• _Given task_: Copy the rows below line for line with no changes, and leave the pictures out of your copy.

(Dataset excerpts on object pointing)
__________________________________________________

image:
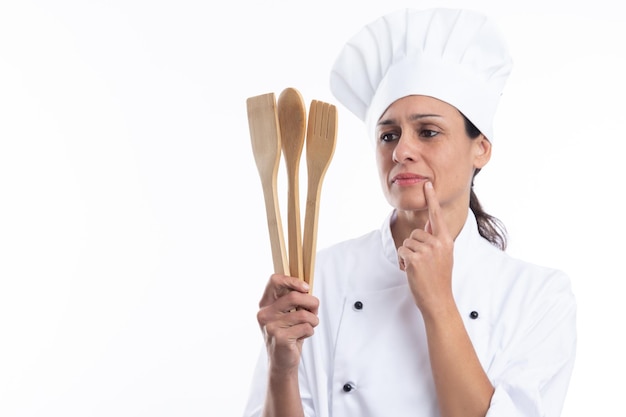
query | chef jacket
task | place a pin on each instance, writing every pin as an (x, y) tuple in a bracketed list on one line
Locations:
[(369, 356)]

__________________________________________________

• _Problem solution_:
image:
query | chef jacket
task | place a pin on each instance, writing every pin as an (x, y) tuple in a bracketed list on one line
Locations:
[(369, 356)]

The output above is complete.